**** Exercise text
Queensland ENT surgeon Professor Chris Perry OAM has been inducted to the Australian Medical Association (AMA) Roll of Fellows for his outstanding contributions to the association, medicine, the community and research.
Prof Perry received the honour for ‘outstanding service to and leadership of AMA Queensland, for contribution to the federal AMA as a federal Councillor, and for distinguished service to medicine, particularly Indigenous health and ENT research.’
A consultant surgeon in adult and paediatric otolaryngology head and neck surgery in Brisbane, he works in his private ENT practice and two public hospitals — the Princess Alexandra Hospital and the Queensland Children’s Hospital. Prof Perry is also a professor at the University of Queensland, a philanthropist and Lieutenant Colonel in the Australian Army Reserve.
His induction was at the AMA Queensland annual general meeting in. May 2024 by new AMA Queensland President Dr Nick Yim.
Prof Perry, the immediate past president of AMA Queensland (2020-2022), was a co-founder of the Deadly Ears program to tackle the scourge of untreated middle ear infections in Aboriginal Australians.
In 1982, he began attending remote and rural Aboriginal communities in Cape York and saw how otitis media, and its secondary deafness and education outcomes, was maintaining the poverty cycle for First Nations Australians.
Secured funding for 20 ENT surgeons in remote communities
With his commitment to Indigenous ear health, he secured $1.6 million in federal funding to set up a program that engaged 20 ENT surgeons to travel to remote communities for three years.
In 2008, that program turned into Deadly Ears, which now leads Queensland Health’s response to reducing the rates and impact of middle ear disease and hearing loss for Aboriginal and Torres Strait Islander children across Queensland.
Prof Perry was one of three founders of the program and continues to volunteer his time and expertise in the Aboriginal community of Cherbourg 170 km north-west of Brisbane every year.
In 2009, he was awarded the Order of Australia Medal (OAM) for services to medicine as an ENT specialist, and to Indigenous health.

Prof Perry graduated from The University of Queensland Medical School in 1976 and joined the AMA in 1977. He moved to the UK to study for a Diploma in Tropical Medicine and Hygiene. In 1980, he and his young family moved to Ghana where he worked in a two-doctor rural hospital servicing a population of 100,000 people.
He then trained for four years in otolaryngology in Australia, with further training at Royal Marsden (cancer) Hospital in London and the University of Virginia, USA.
In 1988, the Australian ENT Society recruited him to establish a national training scheme in Papua New Guinea, due to his tropical medicine training and experience in Africa. He went on to supervise ENT training in PNG for 18 years and was a visiting professor and examiner in surgical specialty examinations in the US, Malaysia and PNG. He treated soldiers at Brisbane’s Yeronga Military Hospital and as a Lieutenant Colonel, did two tours in Bougainville in a peace monitoring group.
Prof Perry is also a former councillor and director, Royal Australasian College of Surgeons (RACS) Council and previous chair, Queensland RACS committee; a past president, Australian Society of Otolaryngology Head and Neck Surgery (ASOHNS) and chairman, Combined Multidisciplinary Head and Neck Cancer Clinic, Princess Alexandra Hospital.
He was also a former director of AMA Queensland Foundation and chair of the Clem Jones Foundation of Neurobiology stem cell research committee.
During his two-year term as AMA Queensland president, which was dominated by COVID-19, Prof Perry was a vocal advocate for doctors and public health, speaking for healthcare workers and vulnerable communities about the need for vaccinations, mask wearing, lockdowns and other public health measures. He advocated for sense and compassion in border closure and hotel quarantine implementation.
During this time, he was also instrumental in AMA Queensland’s ramping roundtable, which brought together medical specialists to deliver a plan to the Queensland Government to tackle ambulance ramping and hospital bed block crisis. The government adopted many of the recommendations and committed to 2,500 new hospital beds in the 2022 state budget.
He has more than 50 papers, eight book chapters and 1,600 citations to his name.
********
**** Raw data
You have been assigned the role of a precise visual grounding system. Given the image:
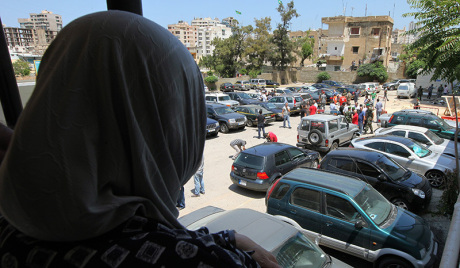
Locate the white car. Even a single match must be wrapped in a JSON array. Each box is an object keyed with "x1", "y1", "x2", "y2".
[
  {"x1": 375, "y1": 125, "x2": 460, "y2": 157},
  {"x1": 396, "y1": 83, "x2": 417, "y2": 99},
  {"x1": 350, "y1": 135, "x2": 455, "y2": 188},
  {"x1": 179, "y1": 206, "x2": 351, "y2": 268}
]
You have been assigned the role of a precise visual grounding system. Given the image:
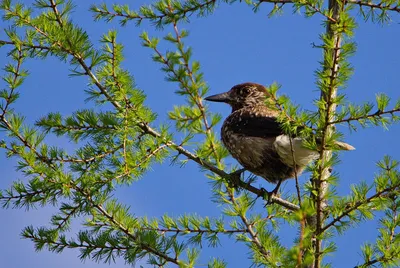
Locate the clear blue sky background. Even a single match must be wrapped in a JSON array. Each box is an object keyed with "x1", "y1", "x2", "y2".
[{"x1": 0, "y1": 0, "x2": 400, "y2": 268}]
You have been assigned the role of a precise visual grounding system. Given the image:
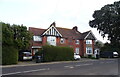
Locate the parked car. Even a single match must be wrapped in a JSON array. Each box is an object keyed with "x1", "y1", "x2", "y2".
[
  {"x1": 19, "y1": 52, "x2": 32, "y2": 61},
  {"x1": 100, "y1": 51, "x2": 118, "y2": 58},
  {"x1": 74, "y1": 53, "x2": 81, "y2": 60}
]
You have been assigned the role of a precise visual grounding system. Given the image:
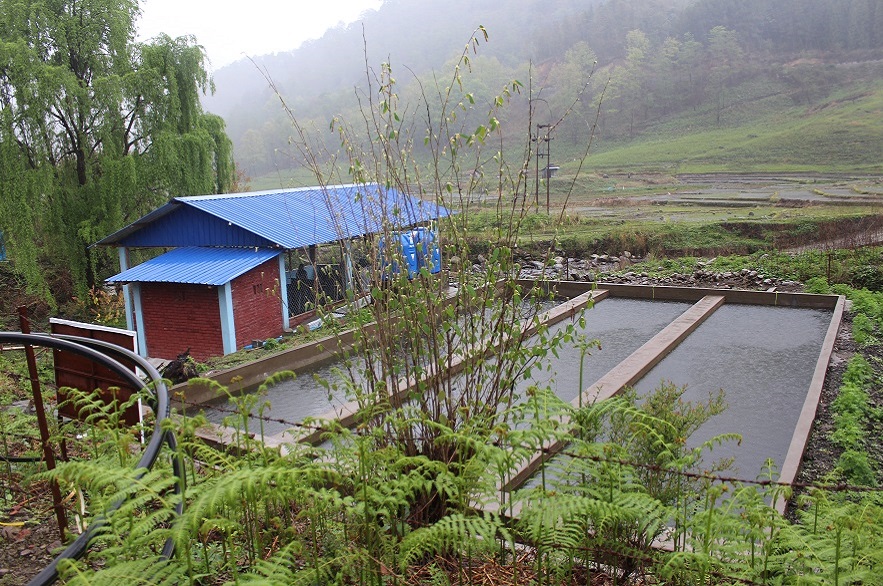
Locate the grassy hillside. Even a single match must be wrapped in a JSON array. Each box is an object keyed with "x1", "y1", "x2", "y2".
[{"x1": 568, "y1": 82, "x2": 883, "y2": 174}]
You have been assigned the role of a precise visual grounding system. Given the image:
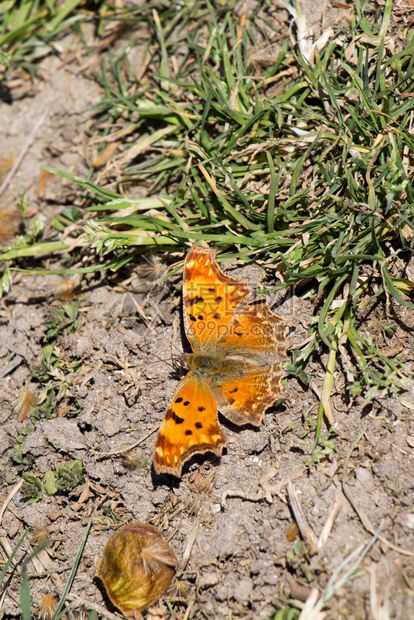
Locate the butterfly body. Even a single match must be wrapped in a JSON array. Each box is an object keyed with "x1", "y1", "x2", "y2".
[{"x1": 154, "y1": 246, "x2": 287, "y2": 476}]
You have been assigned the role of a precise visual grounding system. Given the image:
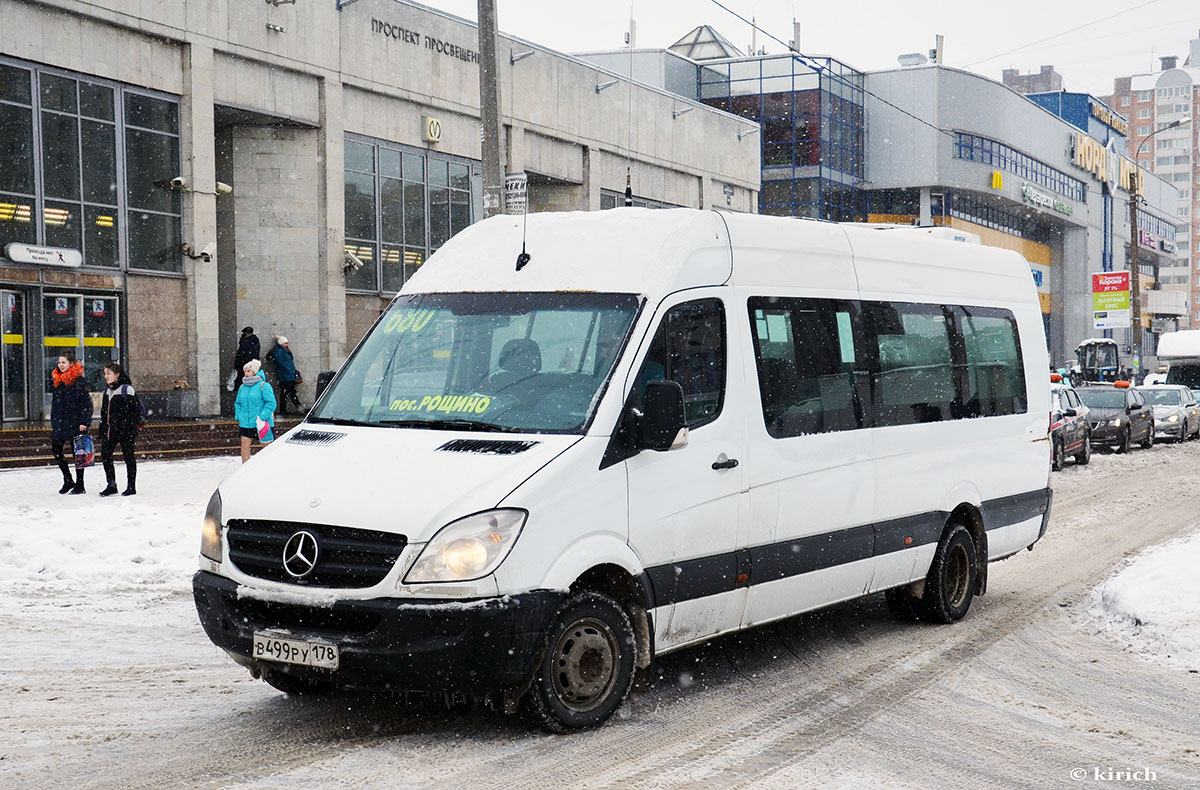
********
■ **What to do**
Using the article on Professor Chris Perry, decide whether each statement agrees with it, and support each yes or no with the deciding words quoted from it: (a) Perry joined the AMA in 1977. (b) The Deadly Ears program took that name in 1982. (c) Perry supervised ENT training in Papua New Guinea for 10 years. Work from the article on Professor Chris Perry alone.

■ **Result of this task**
(a) Yes: "joined the AMA in 1977."
(b) No: "In 2008, that program turned into Deadly Ears"
(c) No: "He went on to supervise ENT training in PNG for 18 years"